Set task. Copy exactly, and only, the lines from the line containing "around the roof" through the last line of the records below, both included, and leave out any pictures.

Records supplied.
** begin **

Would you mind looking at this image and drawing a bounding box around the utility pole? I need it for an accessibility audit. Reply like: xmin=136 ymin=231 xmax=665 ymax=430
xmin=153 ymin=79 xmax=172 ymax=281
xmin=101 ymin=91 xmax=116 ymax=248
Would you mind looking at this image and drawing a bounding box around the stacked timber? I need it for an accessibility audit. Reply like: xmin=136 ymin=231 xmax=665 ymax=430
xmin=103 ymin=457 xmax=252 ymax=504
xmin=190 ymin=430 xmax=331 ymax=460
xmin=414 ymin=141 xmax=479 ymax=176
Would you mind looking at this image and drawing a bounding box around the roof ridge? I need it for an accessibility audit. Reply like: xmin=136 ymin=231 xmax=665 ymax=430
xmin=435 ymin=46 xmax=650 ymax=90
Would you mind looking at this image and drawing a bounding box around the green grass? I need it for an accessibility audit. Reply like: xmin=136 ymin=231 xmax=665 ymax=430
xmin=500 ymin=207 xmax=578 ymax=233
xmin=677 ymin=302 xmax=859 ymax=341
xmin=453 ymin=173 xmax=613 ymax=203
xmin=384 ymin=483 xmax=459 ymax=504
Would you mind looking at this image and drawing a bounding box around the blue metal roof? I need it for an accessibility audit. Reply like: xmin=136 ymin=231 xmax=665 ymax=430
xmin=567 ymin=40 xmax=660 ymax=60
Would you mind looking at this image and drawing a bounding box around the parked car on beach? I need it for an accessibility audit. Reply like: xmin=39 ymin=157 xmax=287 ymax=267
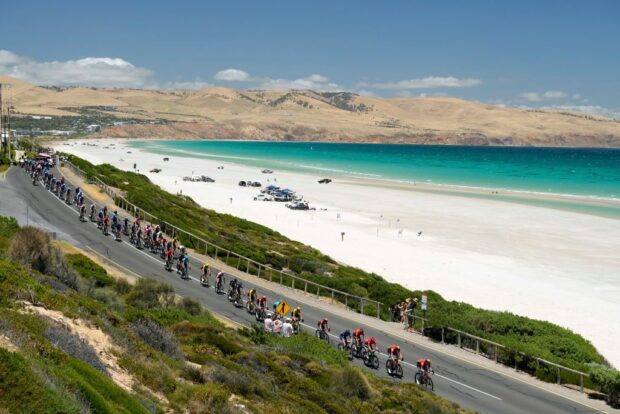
xmin=254 ymin=194 xmax=273 ymax=201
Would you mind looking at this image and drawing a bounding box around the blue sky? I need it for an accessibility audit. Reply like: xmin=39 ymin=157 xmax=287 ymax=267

** end **

Response to this exercise.
Would you mind looking at this image and drawing a bounding box around the roof ridge? I need it for an accessibility audit. Reply like: xmin=136 ymin=231 xmax=665 ymax=430
xmin=435 ymin=46 xmax=650 ymax=90
Would you mind looking at this image and drawing a bounding box around the green grass? I need it for an accessibility audit. Reply like: xmin=136 ymin=231 xmax=665 ymax=430
xmin=500 ymin=207 xmax=578 ymax=233
xmin=677 ymin=302 xmax=859 ymax=341
xmin=453 ymin=173 xmax=613 ymax=203
xmin=384 ymin=483 xmax=459 ymax=504
Would you mind looking at this image and drawing a bounding box around the blue metal roof? I need it for an accessibility audit. Reply like: xmin=136 ymin=231 xmax=665 ymax=430
xmin=567 ymin=40 xmax=660 ymax=60
Would you mind looking at this image and drawing a bounding box around the parked car on beach? I need it for an accessibility audit. Reply like: xmin=39 ymin=157 xmax=287 ymax=267
xmin=254 ymin=194 xmax=273 ymax=201
Would you mind looking at this image and drawing a bounding box around the blue sky? I need it for an accessibility audit. Reply like: xmin=39 ymin=157 xmax=287 ymax=267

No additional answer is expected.